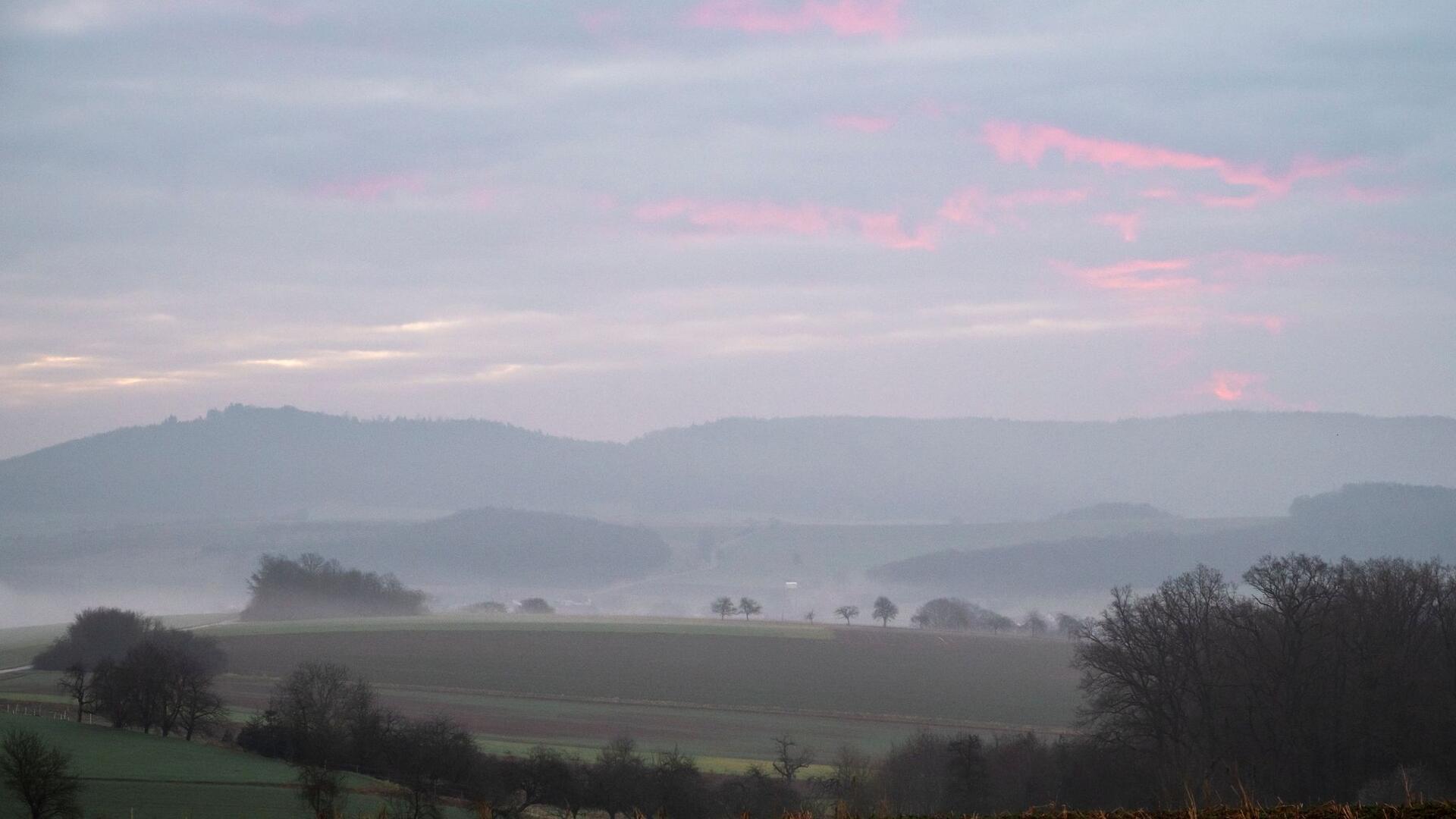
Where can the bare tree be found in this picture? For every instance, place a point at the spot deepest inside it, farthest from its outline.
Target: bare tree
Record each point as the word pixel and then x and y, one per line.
pixel 886 611
pixel 76 682
pixel 789 758
pixel 322 790
pixel 724 608
pixel 39 776
pixel 1036 624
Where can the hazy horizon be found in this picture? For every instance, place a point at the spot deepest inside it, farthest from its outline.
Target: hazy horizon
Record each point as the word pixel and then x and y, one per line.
pixel 599 221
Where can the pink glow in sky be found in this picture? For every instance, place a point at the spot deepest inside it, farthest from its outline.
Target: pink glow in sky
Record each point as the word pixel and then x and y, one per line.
pixel 1232 387
pixel 1128 224
pixel 1014 142
pixel 612 194
pixel 976 207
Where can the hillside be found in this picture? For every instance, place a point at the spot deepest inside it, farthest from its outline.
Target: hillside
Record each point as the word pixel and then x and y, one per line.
pixel 492 550
pixel 253 461
pixel 133 774
pixel 1359 521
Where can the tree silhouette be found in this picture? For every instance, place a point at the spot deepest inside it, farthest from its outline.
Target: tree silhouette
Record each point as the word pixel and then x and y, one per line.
pixel 38 776
pixel 886 611
pixel 748 607
pixel 786 761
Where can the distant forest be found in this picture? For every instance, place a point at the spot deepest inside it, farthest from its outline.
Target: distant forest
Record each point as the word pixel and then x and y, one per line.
pixel 1359 521
pixel 316 588
pixel 977 469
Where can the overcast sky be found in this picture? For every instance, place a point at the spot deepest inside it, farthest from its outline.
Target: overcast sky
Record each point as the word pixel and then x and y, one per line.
pixel 604 218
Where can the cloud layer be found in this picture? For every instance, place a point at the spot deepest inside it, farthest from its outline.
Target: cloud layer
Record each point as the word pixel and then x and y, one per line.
pixel 606 218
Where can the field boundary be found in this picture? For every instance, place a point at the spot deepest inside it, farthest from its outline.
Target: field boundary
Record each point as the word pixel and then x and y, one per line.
pixel 780 710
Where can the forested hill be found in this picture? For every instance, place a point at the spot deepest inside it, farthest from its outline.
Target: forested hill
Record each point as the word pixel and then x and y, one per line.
pixel 1362 522
pixel 268 461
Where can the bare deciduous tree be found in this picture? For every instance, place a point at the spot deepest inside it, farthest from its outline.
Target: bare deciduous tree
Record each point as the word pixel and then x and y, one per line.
pixel 748 607
pixel 724 608
pixel 39 776
pixel 789 758
pixel 886 611
pixel 76 682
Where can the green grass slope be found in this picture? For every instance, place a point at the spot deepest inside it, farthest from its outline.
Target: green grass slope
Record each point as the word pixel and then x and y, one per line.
pixel 133 774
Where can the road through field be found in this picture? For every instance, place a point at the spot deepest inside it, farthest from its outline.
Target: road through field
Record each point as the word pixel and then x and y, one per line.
pixel 708 689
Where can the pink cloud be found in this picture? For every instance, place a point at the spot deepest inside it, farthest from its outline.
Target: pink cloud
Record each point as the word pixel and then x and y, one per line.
pixel 1128 224
pixel 372 188
pixel 845 18
pixel 1133 275
pixel 977 209
pixel 1228 385
pixel 1254 264
pixel 1014 142
pixel 1220 271
pixel 861 123
pixel 884 229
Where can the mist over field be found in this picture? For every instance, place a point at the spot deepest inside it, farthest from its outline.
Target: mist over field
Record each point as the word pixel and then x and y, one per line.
pixel 727 409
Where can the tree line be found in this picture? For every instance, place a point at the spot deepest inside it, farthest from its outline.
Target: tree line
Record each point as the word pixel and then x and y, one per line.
pixel 946 614
pixel 1323 679
pixel 137 673
pixel 328 723
pixel 313 586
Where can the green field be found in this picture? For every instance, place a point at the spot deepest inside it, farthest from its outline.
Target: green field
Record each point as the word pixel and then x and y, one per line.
pixel 715 689
pixel 131 774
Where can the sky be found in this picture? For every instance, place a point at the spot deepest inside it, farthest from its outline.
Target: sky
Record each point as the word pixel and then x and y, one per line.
pixel 604 218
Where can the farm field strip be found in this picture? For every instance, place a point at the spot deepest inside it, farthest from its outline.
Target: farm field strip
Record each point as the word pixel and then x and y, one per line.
pixel 532 624
pixel 995 682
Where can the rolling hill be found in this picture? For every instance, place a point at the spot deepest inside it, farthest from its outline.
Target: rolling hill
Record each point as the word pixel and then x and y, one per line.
pixel 1359 521
pixel 248 461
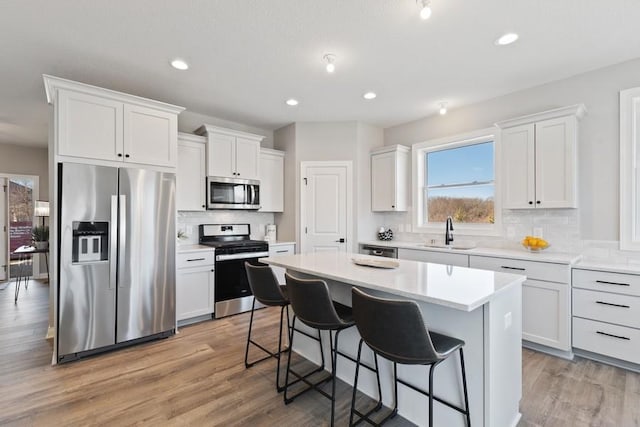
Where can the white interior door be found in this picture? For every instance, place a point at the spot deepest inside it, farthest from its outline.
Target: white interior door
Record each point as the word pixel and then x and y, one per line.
pixel 325 206
pixel 4 231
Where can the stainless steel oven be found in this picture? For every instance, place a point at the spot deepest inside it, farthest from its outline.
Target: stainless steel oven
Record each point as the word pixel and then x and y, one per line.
pixel 234 247
pixel 232 193
pixel 232 292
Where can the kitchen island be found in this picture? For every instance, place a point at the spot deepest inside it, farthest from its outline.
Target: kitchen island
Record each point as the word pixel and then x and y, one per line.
pixel 483 308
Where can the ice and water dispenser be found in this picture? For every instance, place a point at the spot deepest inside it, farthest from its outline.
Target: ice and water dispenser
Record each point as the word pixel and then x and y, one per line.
pixel 90 241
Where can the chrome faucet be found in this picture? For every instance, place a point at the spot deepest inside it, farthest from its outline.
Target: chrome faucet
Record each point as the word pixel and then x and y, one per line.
pixel 448 235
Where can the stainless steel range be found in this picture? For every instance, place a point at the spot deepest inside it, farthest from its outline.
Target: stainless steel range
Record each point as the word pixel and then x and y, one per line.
pixel 233 248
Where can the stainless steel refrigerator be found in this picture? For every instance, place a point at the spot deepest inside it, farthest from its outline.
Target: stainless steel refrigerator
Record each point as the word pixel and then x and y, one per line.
pixel 117 258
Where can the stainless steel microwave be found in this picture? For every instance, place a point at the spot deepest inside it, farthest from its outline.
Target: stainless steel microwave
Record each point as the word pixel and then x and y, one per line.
pixel 232 193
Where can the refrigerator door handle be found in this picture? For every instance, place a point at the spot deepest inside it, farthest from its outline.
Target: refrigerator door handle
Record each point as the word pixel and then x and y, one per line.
pixel 113 242
pixel 122 231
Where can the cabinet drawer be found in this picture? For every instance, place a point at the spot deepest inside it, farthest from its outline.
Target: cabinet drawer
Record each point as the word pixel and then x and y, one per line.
pixel 196 259
pixel 277 250
pixel 619 283
pixel 536 270
pixel 613 308
pixel 611 340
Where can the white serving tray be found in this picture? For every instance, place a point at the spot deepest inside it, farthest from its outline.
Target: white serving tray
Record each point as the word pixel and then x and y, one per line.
pixel 377 263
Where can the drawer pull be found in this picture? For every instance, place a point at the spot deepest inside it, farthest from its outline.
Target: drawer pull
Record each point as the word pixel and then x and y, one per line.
pixel 612 304
pixel 604 282
pixel 614 336
pixel 512 268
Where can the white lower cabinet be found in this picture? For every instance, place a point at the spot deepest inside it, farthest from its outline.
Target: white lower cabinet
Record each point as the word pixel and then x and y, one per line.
pixel 546 302
pixel 280 249
pixel 545 313
pixel 434 256
pixel 606 314
pixel 195 283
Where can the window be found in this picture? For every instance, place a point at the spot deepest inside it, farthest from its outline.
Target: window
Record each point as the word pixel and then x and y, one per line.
pixel 629 172
pixel 457 177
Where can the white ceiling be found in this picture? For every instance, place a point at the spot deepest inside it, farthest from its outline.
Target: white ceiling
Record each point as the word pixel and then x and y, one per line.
pixel 248 56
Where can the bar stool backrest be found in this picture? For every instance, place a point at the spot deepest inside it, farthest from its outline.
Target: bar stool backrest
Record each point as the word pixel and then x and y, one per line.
pixel 264 285
pixel 311 302
pixel 394 329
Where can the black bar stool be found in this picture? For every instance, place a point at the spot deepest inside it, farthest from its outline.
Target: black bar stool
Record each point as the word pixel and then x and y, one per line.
pixel 268 291
pixel 395 330
pixel 312 304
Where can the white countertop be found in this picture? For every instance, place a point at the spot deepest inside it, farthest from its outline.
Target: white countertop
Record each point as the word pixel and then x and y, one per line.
pixel 456 287
pixel 183 249
pixel 543 256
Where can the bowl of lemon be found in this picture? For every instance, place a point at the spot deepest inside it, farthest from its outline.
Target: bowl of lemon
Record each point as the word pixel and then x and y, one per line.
pixel 535 244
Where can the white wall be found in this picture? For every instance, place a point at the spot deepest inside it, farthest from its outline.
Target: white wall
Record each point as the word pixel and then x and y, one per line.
pixel 326 141
pixel 598 147
pixel 286 222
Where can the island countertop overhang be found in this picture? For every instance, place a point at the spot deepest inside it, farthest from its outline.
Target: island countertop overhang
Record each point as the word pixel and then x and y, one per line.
pixel 456 287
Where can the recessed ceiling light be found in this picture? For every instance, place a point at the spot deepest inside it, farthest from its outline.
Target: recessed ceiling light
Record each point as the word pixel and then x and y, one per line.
pixel 179 64
pixel 330 59
pixel 506 39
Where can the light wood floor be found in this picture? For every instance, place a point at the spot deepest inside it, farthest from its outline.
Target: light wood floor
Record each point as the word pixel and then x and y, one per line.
pixel 197 378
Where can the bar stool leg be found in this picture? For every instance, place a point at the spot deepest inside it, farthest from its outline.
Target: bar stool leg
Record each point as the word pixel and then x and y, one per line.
pixel 355 384
pixel 431 372
pixel 464 387
pixel 246 351
pixel 279 388
pixel 334 366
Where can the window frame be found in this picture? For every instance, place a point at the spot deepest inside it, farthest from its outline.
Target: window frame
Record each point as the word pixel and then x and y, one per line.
pixel 419 151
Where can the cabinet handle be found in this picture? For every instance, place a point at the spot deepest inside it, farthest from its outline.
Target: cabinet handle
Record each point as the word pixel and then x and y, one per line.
pixel 604 282
pixel 612 304
pixel 613 336
pixel 512 268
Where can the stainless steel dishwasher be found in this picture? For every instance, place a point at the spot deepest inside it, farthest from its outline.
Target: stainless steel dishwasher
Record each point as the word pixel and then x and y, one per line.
pixel 384 251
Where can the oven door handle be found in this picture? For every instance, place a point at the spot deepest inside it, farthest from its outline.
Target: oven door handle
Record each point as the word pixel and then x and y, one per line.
pixel 244 255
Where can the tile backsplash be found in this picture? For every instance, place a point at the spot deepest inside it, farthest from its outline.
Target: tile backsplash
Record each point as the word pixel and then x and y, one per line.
pixel 188 222
pixel 561 227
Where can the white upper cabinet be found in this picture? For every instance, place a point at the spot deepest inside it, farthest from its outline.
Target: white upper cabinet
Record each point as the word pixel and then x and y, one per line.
pixel 231 153
pixel 89 126
pixel 271 180
pixel 103 125
pixel 191 173
pixel 390 168
pixel 150 136
pixel 247 158
pixel 540 159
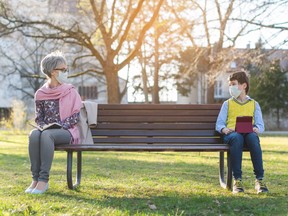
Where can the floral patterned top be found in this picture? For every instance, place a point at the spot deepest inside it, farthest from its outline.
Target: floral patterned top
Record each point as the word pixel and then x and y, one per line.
pixel 47 111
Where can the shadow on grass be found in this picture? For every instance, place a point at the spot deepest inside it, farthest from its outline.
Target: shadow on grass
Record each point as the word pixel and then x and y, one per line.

::::::

YOUR ASSIGNMENT —
Copy each line from the data that features the string "green".

FINAL ANSWER —
Where can the green grass slope be found in this picture? For every instance, place a point at the spot deepest inside it, farthest from its outline.
Target: green grass slope
Where can the green field be found in this picture? For every instance, place a point at the spot deepest inside it, farthest from its outline.
Target: green field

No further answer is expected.